**Textauszug:**

Die Handlung ist spannend und weist viele Wendungen auf, die sich nur schwer vorhersehen lassen. Nicht nur die vergangene Zeitebene wird langsam enthüllt, in der „Gegenwart“ gibt es zahlreiche Ereignisse, die Schwung in die Handlung bringen (diese zu nennen wären allerdings sehr große Spoiler).
Der Schreibstil lässt sich flüssig lesen. Wer aus der Kölner Gegend kommt wird vielleicht die Nennung mancher Ortsnamen kennen, ansonsten ist das Setting aber austauschbar – ein bisschen Schade, macht das Buch aber insgesamt nicht schlechter.

Einträge zur Beschriftung von Bildpositionen
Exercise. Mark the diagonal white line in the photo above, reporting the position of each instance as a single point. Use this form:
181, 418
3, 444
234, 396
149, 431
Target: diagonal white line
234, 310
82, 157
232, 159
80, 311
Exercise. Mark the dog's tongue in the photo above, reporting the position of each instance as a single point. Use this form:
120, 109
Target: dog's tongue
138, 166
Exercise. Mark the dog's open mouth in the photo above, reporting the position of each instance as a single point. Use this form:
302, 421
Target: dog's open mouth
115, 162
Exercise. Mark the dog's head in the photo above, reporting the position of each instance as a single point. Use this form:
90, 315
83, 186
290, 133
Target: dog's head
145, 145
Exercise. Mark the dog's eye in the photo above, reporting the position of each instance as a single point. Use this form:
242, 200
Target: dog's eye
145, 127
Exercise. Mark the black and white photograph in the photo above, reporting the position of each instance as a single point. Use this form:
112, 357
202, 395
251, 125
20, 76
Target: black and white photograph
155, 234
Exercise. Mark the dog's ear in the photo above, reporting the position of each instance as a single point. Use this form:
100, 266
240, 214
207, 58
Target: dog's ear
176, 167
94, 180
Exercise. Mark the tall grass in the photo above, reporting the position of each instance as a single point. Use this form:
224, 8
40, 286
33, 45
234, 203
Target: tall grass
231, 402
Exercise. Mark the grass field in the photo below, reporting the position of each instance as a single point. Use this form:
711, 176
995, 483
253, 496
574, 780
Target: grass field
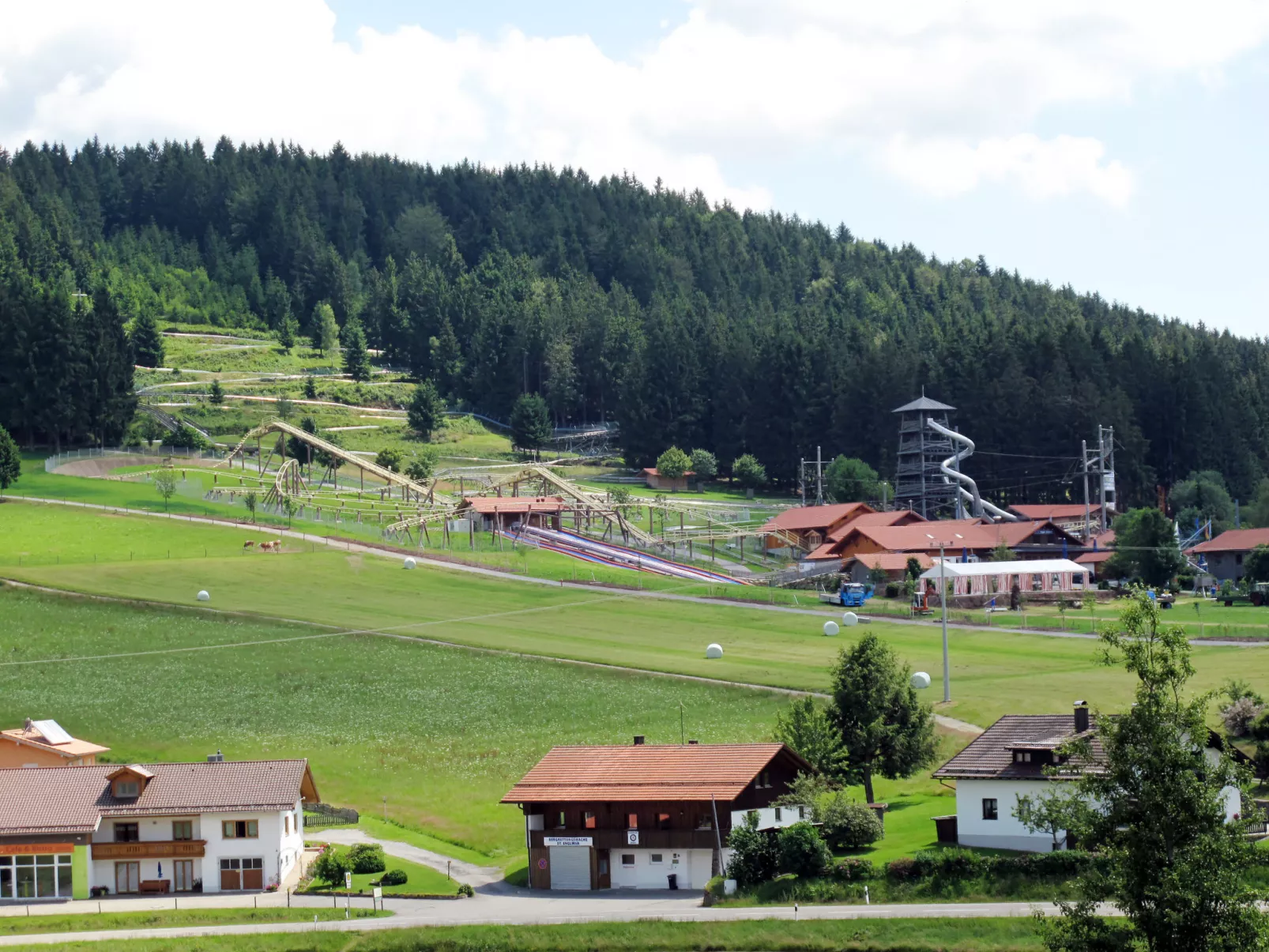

**Aufgabe:** Entnimm dem Textauszug wortgetreu die Stelle von „Der Schreibstil lässt“ bis einschließlich „insgesamt nicht schlechter.“. Die Einträge stehen in keinem Zusammenhang mit dem Textauszug.

**Richtige Antwort:**
Der Schreibstil lässt sich flüssig lesen. Wer aus der Kölner Gegend kommt wird vielleicht die Nennung mancher Ortsnamen kennen, ansonsten ist das Setting aber austauschbar – ein bisschen Schade, macht das Buch aber insgesamt nicht schlechter.